## BEGIN SOURCE RECORDS

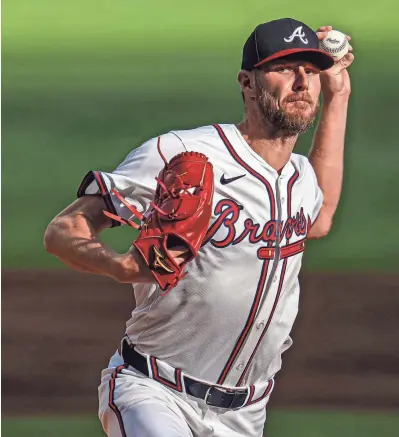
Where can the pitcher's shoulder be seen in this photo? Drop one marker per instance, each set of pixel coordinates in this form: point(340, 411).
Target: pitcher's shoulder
point(203, 135)
point(301, 163)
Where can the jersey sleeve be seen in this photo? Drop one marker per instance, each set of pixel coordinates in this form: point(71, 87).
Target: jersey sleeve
point(134, 178)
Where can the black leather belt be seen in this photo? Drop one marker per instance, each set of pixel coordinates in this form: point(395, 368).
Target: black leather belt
point(212, 395)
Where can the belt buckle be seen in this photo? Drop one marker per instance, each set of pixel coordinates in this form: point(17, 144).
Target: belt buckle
point(230, 391)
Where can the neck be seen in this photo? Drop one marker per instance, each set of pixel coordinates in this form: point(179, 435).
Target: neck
point(271, 145)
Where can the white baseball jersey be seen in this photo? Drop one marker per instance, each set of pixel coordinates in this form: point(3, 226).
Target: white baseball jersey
point(228, 321)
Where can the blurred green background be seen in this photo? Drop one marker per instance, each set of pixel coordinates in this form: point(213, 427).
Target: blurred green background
point(86, 81)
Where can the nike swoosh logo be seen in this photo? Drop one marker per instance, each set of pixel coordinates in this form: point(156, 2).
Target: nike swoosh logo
point(225, 181)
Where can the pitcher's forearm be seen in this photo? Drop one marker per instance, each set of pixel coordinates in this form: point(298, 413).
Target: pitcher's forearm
point(327, 152)
point(75, 242)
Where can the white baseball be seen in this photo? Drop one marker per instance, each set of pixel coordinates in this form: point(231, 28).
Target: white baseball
point(335, 44)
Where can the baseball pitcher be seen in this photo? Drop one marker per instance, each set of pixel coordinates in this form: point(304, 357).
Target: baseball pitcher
point(224, 212)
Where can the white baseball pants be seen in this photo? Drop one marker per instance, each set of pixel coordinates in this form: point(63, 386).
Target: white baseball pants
point(133, 405)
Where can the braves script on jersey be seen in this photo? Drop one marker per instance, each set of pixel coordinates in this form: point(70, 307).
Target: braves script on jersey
point(228, 321)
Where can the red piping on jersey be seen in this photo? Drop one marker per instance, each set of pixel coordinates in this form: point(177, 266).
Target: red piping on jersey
point(176, 386)
point(290, 184)
point(106, 196)
point(285, 251)
point(262, 279)
point(248, 325)
point(265, 182)
point(111, 402)
point(100, 183)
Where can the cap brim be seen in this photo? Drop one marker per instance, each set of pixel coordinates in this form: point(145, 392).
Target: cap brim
point(317, 57)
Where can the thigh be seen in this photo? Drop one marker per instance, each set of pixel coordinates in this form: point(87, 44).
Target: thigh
point(136, 409)
point(145, 419)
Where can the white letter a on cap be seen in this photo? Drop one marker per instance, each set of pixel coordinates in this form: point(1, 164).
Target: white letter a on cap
point(298, 33)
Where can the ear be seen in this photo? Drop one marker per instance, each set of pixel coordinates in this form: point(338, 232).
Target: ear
point(246, 81)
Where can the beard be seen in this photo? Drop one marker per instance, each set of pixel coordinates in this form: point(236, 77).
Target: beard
point(289, 118)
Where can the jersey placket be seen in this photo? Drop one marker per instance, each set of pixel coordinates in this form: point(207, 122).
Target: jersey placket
point(272, 291)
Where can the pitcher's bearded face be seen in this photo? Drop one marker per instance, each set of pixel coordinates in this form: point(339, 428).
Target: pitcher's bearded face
point(292, 114)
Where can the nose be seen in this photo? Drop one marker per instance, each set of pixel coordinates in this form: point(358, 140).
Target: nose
point(301, 82)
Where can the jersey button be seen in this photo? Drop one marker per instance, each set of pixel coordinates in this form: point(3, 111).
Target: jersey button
point(260, 325)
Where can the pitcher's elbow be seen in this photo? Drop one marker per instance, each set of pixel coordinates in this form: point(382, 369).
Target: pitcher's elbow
point(50, 238)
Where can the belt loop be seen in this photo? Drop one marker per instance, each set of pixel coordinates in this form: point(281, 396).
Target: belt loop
point(150, 372)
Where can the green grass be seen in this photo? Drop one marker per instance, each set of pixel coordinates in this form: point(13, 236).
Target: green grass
point(280, 424)
point(85, 82)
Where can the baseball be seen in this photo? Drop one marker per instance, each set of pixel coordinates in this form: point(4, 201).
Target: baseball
point(336, 44)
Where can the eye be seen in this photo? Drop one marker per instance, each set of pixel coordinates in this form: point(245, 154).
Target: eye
point(284, 70)
point(311, 71)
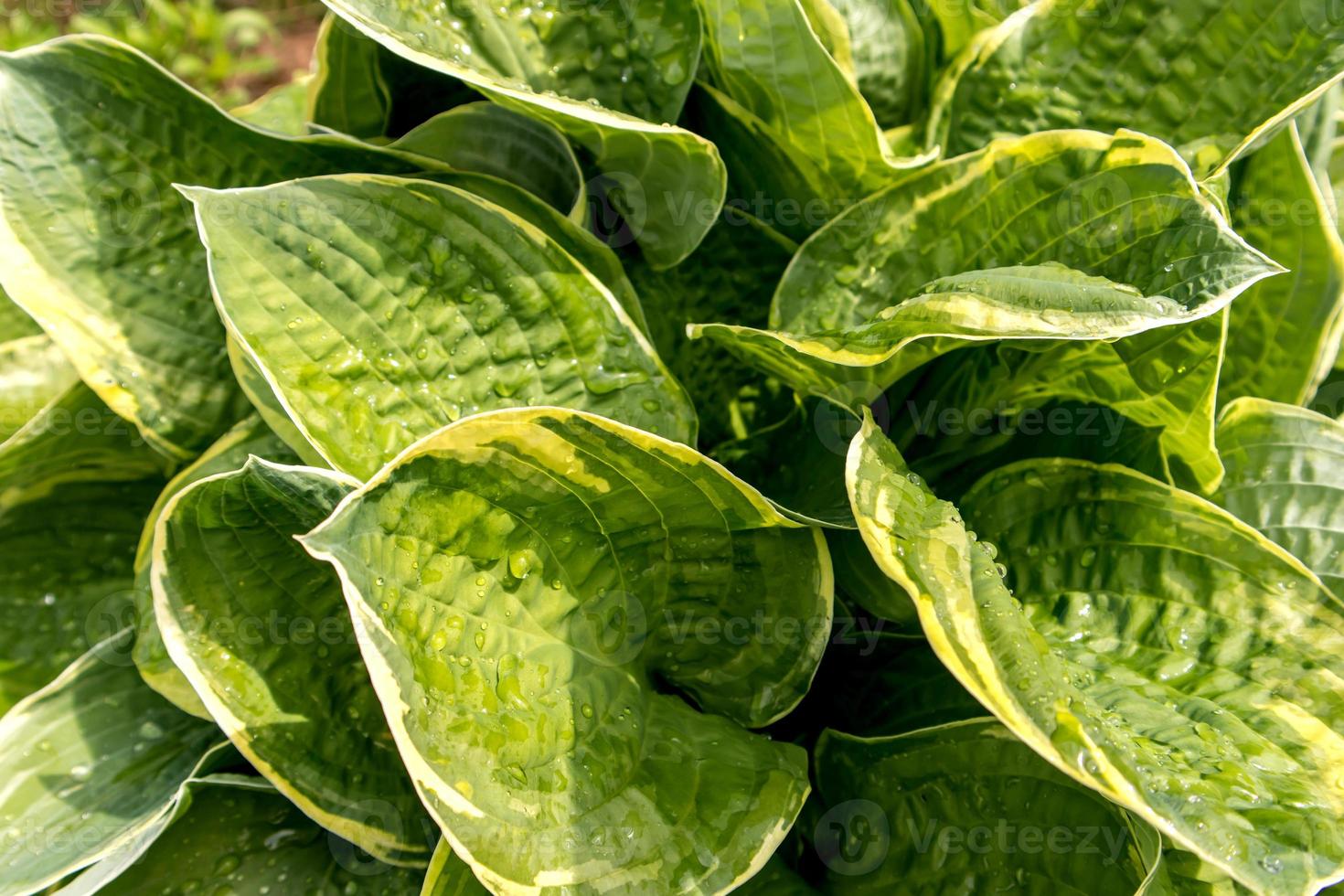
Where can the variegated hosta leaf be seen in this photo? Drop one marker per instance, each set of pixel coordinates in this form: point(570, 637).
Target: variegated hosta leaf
point(99, 246)
point(890, 57)
point(262, 397)
point(635, 62)
point(519, 581)
point(766, 57)
point(451, 876)
point(1157, 649)
point(1209, 78)
point(261, 632)
point(89, 763)
point(763, 174)
point(966, 807)
point(1117, 208)
point(1284, 334)
point(60, 432)
point(251, 437)
point(1121, 208)
point(235, 835)
point(492, 140)
point(1285, 477)
point(798, 463)
point(68, 575)
point(1146, 400)
point(877, 684)
point(729, 278)
point(348, 91)
point(466, 308)
point(76, 481)
point(363, 89)
point(1044, 301)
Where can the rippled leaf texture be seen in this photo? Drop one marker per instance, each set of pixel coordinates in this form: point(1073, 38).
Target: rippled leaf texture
point(1147, 402)
point(890, 57)
point(102, 251)
point(1284, 477)
point(497, 142)
point(237, 835)
point(1284, 334)
point(89, 763)
point(68, 571)
point(730, 277)
point(378, 328)
point(1123, 208)
point(262, 398)
point(968, 807)
point(520, 581)
point(251, 437)
point(798, 463)
point(1209, 77)
point(1031, 301)
point(348, 93)
point(1157, 649)
point(363, 89)
point(1120, 208)
point(635, 60)
point(451, 876)
point(262, 633)
point(768, 58)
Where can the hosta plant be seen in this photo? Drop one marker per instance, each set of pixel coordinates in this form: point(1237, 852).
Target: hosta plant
point(783, 446)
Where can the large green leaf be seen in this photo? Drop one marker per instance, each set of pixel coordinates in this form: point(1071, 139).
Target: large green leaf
point(99, 246)
point(262, 633)
point(1209, 78)
point(89, 763)
point(1285, 477)
point(1284, 334)
point(1157, 649)
point(730, 278)
point(348, 91)
point(1123, 208)
point(641, 57)
point(1023, 303)
point(233, 835)
point(363, 89)
point(966, 807)
point(492, 140)
point(251, 437)
point(379, 329)
point(1147, 402)
point(76, 481)
point(14, 321)
point(766, 57)
point(520, 581)
point(890, 57)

## END SOURCE RECORDS

TASK DETAILS:
Please reproduce every line of the entries from the line with "Where can the blurred" to the line with "point(224, 212)", both included. Shift each coordinate in the answer points up by 26, leaving the format samples unchanged.

TASK RESULT:
Where can the blurred green background be seen in this photo? Drop one marker per instance, each set of pixel coordinates in this form: point(213, 427).
Target: blurred green background
point(112, 107)
Where can the nike swoosh logo be seen in this photo? Drop one marker per instance, each set of pixel coordinates in this form: point(156, 2).
Target: nike swoosh logo
point(251, 207)
Where can the pitcher's forearm be seen in this photo? Drop one marker per instance, each set of pixel coordinates in this form: point(298, 413).
Target: pitcher's forearm
point(353, 178)
point(101, 268)
Where can the white baseball be seen in this photo? Drop one marker per instance, each set of pixel coordinates in this form: point(231, 28).
Target: white baseball
point(361, 70)
Where can the baseball pitcher be seen in this photo? Drop one marker per instance, each set of pixel coordinates in this form: point(304, 357).
Target: baseball pitcher
point(250, 238)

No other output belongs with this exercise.